• The task: State the number of lines in the records that contain "vegetation", with no other words.

##### Data extract

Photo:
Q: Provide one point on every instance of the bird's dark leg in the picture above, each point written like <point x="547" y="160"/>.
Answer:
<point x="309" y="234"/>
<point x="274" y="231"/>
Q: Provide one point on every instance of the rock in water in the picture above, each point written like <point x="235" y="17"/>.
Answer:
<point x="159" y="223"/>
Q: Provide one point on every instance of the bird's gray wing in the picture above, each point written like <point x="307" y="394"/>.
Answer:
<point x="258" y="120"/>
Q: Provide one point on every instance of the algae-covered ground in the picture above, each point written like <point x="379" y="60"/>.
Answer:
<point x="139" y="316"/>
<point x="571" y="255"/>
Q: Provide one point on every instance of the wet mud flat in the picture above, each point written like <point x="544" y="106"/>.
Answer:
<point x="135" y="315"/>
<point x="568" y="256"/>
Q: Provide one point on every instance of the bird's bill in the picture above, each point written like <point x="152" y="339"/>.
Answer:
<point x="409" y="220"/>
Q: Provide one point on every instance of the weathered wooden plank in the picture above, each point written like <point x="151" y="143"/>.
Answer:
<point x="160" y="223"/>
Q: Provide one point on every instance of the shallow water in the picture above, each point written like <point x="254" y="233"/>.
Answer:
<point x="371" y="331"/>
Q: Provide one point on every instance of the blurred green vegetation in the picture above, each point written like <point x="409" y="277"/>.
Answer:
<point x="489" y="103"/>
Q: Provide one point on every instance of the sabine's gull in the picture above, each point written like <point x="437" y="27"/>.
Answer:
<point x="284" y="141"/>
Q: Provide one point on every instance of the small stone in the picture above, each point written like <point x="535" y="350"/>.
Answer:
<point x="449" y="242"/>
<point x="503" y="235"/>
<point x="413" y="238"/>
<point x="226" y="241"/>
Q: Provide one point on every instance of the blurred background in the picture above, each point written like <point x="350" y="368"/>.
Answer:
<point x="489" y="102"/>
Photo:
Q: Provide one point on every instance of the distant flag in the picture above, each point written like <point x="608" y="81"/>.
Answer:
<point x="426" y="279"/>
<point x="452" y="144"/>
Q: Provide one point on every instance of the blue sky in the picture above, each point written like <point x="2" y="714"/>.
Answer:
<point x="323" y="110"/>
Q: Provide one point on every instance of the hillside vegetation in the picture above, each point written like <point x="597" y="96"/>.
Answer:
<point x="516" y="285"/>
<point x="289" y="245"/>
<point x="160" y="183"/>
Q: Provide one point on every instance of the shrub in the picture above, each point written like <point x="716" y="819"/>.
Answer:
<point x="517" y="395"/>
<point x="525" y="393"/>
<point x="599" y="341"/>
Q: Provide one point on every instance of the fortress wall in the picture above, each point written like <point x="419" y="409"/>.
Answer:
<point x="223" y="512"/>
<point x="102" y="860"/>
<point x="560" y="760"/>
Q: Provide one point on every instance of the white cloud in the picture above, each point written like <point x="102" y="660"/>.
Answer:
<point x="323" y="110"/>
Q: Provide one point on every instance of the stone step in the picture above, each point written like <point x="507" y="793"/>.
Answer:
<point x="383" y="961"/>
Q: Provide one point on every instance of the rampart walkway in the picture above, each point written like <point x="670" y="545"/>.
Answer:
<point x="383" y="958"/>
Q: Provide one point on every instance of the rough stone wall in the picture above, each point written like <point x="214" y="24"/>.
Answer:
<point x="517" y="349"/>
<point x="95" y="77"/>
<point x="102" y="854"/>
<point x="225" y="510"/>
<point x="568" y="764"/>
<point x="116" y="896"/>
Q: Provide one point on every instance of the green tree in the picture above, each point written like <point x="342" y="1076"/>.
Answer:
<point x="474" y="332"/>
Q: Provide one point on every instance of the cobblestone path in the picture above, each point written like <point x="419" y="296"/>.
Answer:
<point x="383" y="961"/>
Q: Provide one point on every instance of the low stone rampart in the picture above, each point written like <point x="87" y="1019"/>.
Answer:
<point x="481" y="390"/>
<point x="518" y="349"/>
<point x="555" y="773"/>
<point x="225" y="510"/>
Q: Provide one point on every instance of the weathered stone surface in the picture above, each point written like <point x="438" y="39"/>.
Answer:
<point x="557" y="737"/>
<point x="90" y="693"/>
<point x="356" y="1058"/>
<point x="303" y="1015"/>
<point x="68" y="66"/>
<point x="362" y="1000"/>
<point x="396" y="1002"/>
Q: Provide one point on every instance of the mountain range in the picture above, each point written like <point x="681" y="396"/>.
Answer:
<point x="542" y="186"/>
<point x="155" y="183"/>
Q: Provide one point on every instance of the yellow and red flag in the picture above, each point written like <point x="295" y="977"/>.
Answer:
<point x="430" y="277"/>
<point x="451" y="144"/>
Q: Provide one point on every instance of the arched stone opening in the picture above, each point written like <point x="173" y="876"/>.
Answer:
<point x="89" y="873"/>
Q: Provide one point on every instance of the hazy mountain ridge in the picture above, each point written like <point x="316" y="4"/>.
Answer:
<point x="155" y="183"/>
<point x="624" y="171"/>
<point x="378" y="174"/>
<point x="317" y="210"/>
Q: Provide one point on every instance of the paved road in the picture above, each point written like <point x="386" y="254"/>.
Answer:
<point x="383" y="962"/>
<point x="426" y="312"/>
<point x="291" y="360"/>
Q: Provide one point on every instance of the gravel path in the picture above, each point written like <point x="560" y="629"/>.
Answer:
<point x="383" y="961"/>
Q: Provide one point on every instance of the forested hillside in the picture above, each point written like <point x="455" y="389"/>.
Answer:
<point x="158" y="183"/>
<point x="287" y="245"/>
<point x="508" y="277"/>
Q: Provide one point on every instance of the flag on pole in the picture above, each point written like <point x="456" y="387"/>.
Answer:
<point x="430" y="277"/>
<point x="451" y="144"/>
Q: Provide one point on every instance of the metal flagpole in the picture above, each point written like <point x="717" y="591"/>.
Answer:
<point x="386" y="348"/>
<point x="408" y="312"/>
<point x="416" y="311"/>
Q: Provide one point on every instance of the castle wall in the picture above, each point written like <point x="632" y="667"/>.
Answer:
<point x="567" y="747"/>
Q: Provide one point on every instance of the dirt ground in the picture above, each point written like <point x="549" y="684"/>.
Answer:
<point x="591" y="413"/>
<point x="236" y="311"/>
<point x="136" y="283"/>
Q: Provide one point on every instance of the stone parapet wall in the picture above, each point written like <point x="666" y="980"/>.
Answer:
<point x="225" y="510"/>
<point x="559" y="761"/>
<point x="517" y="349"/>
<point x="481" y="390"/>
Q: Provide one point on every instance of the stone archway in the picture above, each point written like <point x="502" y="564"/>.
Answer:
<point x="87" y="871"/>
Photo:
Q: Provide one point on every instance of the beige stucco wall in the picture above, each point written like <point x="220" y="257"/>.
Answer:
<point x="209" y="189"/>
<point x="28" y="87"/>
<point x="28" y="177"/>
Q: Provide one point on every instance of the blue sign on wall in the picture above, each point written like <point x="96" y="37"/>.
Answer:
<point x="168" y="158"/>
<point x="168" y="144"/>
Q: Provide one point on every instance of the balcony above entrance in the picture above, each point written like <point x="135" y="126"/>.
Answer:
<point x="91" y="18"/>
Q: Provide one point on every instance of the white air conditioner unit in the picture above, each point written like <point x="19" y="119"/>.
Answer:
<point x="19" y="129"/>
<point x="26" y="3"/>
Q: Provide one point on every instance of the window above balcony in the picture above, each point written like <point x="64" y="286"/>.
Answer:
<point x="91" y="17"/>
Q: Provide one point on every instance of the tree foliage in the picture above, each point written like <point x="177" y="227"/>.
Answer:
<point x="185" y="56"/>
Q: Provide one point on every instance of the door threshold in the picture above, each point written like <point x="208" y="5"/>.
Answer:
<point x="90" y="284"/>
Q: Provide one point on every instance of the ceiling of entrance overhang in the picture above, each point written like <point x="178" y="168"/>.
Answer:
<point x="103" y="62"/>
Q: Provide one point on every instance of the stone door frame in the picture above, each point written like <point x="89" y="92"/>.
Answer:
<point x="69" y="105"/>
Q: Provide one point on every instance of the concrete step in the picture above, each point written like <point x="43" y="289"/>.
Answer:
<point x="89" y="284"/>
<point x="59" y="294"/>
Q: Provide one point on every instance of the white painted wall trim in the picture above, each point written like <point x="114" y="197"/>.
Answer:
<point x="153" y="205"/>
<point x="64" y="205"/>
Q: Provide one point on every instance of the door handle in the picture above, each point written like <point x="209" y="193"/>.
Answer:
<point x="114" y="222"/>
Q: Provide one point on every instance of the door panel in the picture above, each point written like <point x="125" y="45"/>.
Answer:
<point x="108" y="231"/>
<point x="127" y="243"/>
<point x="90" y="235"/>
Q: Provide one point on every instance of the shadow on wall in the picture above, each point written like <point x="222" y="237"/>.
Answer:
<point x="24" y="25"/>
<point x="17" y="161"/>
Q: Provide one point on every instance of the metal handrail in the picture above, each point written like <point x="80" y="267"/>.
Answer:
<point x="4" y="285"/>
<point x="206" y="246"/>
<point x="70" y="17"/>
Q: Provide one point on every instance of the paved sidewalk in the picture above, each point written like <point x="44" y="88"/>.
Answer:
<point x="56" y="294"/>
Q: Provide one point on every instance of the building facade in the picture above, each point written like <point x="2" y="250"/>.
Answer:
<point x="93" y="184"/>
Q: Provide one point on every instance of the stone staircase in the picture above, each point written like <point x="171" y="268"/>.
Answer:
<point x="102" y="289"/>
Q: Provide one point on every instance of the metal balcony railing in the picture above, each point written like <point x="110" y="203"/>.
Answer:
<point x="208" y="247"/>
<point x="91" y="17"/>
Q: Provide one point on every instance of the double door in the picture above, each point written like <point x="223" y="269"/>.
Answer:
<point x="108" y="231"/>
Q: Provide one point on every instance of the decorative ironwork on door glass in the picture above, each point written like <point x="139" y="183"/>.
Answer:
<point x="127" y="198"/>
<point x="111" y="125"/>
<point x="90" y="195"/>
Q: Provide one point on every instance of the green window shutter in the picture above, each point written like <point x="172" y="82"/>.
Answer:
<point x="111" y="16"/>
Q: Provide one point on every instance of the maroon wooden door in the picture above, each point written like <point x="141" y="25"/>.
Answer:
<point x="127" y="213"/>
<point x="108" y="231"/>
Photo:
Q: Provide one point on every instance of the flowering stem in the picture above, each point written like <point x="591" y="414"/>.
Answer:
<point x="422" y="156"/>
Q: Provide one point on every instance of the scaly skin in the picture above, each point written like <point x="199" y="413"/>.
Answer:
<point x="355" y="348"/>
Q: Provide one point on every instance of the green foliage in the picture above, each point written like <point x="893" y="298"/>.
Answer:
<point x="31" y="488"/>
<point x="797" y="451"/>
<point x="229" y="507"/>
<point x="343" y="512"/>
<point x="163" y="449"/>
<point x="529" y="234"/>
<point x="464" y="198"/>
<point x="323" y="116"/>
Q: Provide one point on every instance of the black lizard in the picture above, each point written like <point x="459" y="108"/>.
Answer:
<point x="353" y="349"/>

##########

• Answer for the task: 2